Supplied data:

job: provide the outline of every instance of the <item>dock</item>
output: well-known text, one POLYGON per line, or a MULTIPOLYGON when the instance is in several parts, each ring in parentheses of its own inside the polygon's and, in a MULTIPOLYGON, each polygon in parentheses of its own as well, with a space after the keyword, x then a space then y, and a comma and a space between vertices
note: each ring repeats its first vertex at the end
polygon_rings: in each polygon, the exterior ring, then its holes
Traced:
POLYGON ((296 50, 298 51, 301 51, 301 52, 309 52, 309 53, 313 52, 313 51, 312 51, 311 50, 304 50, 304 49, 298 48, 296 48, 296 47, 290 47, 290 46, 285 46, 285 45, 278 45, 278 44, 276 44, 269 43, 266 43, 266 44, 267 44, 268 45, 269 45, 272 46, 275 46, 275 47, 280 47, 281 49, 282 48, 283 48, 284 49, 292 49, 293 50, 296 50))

Exercise instructions:
Retype the records without any change, starting with the first line and going on through the line with "note: each ring", including that line.

Solution for this task:
job: provide the outline of every instance of the <item>dock</item>
output: well-known text, one POLYGON per line, or a MULTIPOLYGON when the instance is in several parts, each ring in parentheses of its own inside the polygon's and, in a MULTIPOLYGON, each polygon in parentheses of its own as well, with a space after the keyword, x then a space then y, and a comma and a space between vertices
note: each ring repeats its first vertex at the end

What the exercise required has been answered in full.